> [Document section]

☆ ☆ ☆ ☆ ☆ ☆ ☆

Priya: "So even though the SUV is $43,500, you're only financing $41,030 — because your $2,000 down and the $3,000 of equity in your trade knock $5,000 off, and your trade earns you a tax break too. The tax and the fees are the state's and the paperwork; the doc fee is ours and it's the same for everyone."

Priya prices the money — buy rate vs. sell rate, both shown

Priya: "Now the rate. The captive will fund you at 6.9% — that's the buy rate. With our one-point markup, your rate is 7.9%. Let me show you what each one is, so you can see exactly what the markup costs."

She turns the screen.

  Amount financed: $41,030   Term: 72 months
  ----------------------------------------------------------
  At the 6.9% buy rate  ........ payment  $697.55 / month
  At the 7.9% sell rate ........ payment  $717.39 / month   ← your rate
  ----------------------------------------------------------
  Cost of the 1-point markup ... $19.83 / month
                                 ≈ $1,428 over 72 months
  ----------------------------------------------------------

Priya: "So our compensation costs you about twenty dollars a month. You're welcome to call Lakeside right now — they approved you at 7.1%, which would be about fourteen dollars a month cheaper than my 7.9%. If you'd rather take theirs, I'll hand you the paperwork with a smile. Or I can match the 7.1% and you keep everything in one place. Your call."

Chidi and Adaeze look at each other. Twenty dollars a month, fully disclosed, from someone who just offered them the cheaper option? They tell Priya to keep it where it is.

Chidi: "You just told us how to pay you less and we still want to do it with you. That's a first."


The Math, All Together

Line Figure
Selling price $43,500.00
Cash down −$2,000.00
Net trade equity −$3,000.00
Sales tax (6% of $25,500) | +$1,530.00
Fees (doc $599 + title/reg $401) +$1,000.00
Amount financed (P) $41,030.00
Buy rate 6.9%
Markup (store policy) +1.0%
Sell rate (signed) 7.9%
Term (n) 72 months
Monthly payment (at 7.9%) $717.39
Payment at buy rate (6.9%) $697.55
Cost of markup to customer ~$19.83/mo (~$1,428 life)
Dealer reserve earned (back-end gross) ~$1,000

The payment math, verified (formula M = P·r·(1+r)^n / [(1+r)^n − 1]): - At 7.9%: r = 0.079/12 = 0.0065833; n = 72; (1.0065833)^72 ≈ 1.602637; M = [41,030 × 0.0065833 × 1.602637] / [0.602637] ≈ $717.39.


Analysis — What Worked and Why

1. The warm handoff set up the entire back end. Because Carmen delivered relaxed, curious customers (not ground-down ones), the Okafors listened to Priya instead of bracing against her. Recall Chapter 5 §5.2: the salesperson is often paid on back-end participation, so a good handoff literally pays the salesperson too. The grind would have cost Carmen money here, not made it.

☆ ☆ ☆ ☆ ☆ ☆ ☆

Translate this sentence from the car-financing walkthrough into Spanish: "The grind would have cost Carmen money here, not made it."

Stored data entries
☆ ☆ ☆ ☆ ☆ ☆ ☆

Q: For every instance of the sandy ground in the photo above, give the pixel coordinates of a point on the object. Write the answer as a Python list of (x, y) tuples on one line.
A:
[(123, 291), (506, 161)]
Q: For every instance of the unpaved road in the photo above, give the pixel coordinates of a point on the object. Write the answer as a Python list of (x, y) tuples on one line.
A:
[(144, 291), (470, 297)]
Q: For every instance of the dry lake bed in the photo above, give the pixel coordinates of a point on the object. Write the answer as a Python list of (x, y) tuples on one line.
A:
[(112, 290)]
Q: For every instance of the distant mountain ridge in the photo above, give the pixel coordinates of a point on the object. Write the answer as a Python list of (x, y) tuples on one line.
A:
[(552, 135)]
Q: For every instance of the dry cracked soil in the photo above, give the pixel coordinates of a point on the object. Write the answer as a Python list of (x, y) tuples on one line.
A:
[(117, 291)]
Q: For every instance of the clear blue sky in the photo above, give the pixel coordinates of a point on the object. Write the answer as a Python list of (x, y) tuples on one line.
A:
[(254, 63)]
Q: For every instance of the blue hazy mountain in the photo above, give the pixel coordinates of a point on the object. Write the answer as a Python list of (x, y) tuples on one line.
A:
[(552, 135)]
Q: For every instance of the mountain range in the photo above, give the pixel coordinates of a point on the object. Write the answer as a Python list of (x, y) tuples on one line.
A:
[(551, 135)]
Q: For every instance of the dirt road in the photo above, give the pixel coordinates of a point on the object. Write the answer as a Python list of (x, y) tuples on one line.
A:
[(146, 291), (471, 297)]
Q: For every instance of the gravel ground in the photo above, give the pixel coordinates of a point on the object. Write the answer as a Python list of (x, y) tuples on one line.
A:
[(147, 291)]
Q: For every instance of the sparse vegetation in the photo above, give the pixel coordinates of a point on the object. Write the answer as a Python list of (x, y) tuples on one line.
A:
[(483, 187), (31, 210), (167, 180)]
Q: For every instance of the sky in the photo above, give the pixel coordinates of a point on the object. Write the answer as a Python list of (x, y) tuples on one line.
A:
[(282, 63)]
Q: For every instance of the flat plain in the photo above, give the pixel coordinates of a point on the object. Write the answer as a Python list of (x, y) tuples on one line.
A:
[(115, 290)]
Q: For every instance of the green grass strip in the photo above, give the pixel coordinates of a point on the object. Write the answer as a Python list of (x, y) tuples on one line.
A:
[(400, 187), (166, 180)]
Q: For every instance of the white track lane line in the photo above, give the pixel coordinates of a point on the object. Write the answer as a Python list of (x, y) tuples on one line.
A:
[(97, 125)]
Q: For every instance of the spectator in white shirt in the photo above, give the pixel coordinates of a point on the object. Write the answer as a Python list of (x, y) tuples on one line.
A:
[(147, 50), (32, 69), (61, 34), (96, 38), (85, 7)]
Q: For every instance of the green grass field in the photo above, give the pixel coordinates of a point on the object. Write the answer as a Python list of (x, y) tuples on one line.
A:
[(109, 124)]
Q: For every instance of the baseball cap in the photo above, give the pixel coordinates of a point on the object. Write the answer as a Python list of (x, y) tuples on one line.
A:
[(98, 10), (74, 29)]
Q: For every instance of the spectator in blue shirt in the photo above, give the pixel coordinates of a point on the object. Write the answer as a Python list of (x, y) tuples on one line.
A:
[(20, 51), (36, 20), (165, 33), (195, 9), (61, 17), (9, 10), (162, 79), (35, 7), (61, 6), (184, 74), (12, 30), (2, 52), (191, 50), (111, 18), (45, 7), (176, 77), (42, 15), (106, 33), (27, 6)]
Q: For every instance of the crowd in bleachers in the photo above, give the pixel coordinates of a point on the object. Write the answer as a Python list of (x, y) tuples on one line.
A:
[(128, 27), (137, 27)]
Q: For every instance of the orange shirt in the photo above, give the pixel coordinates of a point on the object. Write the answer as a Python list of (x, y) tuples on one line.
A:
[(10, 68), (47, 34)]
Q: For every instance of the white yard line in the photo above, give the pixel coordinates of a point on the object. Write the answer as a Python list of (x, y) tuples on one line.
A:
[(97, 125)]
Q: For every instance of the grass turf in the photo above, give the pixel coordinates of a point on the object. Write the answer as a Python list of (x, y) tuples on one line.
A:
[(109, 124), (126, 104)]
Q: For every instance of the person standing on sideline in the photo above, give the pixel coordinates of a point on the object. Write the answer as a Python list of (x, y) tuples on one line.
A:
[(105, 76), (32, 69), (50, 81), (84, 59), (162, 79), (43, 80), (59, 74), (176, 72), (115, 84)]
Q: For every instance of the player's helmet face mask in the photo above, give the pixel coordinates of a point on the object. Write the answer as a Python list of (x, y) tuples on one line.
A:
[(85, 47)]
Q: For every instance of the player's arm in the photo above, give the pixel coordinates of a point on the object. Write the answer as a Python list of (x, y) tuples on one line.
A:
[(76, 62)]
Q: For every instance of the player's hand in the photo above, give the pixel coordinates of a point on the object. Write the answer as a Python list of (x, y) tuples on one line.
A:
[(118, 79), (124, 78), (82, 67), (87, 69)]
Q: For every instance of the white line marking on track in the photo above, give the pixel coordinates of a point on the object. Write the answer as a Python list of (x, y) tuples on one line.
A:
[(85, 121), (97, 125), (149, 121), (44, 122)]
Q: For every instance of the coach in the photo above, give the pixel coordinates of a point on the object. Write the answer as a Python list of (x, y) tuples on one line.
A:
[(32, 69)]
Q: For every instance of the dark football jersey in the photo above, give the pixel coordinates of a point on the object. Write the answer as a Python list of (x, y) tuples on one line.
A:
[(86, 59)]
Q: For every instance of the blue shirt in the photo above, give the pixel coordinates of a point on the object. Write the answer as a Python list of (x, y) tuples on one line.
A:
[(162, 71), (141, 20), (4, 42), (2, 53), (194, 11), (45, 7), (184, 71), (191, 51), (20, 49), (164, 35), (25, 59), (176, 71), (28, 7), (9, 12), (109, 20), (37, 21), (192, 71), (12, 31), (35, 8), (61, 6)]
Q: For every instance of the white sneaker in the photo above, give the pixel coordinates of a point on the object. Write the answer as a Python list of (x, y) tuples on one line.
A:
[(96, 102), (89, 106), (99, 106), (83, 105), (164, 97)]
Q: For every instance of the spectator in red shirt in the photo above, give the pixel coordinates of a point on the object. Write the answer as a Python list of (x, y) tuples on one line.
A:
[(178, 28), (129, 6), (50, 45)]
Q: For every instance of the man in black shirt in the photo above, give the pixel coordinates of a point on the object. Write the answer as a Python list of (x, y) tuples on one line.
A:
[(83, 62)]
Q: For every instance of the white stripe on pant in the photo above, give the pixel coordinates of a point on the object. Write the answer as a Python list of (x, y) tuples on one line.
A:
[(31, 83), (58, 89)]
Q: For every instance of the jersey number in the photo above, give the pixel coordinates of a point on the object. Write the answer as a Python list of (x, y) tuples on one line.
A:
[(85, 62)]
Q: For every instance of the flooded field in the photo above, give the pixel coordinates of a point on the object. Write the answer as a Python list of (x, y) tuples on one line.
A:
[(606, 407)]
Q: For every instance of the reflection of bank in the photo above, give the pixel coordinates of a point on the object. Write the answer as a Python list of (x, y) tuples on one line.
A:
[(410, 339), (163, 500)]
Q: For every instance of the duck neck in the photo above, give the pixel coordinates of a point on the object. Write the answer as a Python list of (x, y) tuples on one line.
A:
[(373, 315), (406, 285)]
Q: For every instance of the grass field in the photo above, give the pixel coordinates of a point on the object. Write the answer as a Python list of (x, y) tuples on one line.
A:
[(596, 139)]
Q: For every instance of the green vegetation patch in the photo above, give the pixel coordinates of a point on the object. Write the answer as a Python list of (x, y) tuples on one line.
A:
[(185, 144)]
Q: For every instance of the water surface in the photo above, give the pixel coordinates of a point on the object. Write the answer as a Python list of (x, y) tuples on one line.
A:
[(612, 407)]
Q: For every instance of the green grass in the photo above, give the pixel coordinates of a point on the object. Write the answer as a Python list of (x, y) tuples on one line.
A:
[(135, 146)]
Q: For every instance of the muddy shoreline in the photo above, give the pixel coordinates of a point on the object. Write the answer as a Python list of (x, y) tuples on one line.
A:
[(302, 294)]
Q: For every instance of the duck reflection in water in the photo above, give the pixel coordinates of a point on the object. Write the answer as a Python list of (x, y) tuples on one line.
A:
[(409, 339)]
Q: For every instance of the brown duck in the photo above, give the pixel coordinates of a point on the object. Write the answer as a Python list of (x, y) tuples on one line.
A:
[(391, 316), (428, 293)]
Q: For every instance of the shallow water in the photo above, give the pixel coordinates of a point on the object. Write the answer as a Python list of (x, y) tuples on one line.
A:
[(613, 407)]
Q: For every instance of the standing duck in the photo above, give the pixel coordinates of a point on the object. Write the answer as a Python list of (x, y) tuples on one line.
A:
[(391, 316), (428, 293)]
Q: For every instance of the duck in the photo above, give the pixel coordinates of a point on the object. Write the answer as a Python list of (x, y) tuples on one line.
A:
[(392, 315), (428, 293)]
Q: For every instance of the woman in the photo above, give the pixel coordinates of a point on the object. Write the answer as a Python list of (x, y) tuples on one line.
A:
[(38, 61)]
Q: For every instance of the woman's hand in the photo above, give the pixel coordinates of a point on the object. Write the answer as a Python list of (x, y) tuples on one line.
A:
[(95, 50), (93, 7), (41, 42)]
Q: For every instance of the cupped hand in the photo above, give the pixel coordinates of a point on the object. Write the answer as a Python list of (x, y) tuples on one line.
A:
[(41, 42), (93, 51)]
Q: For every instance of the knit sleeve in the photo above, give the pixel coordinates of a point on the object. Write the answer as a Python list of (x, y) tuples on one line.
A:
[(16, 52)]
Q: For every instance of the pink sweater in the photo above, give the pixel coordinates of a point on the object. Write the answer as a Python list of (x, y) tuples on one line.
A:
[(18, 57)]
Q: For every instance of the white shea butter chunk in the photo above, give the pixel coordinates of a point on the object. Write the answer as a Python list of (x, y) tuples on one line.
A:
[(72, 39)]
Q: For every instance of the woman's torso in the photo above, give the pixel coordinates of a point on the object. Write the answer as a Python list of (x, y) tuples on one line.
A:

☆ ☆ ☆ ☆ ☆ ☆ ☆

> [Result of this exercise]
Aquí, la táctica de desgaste le habría costado dinero a Carmen, no se lo habría hecho ganar.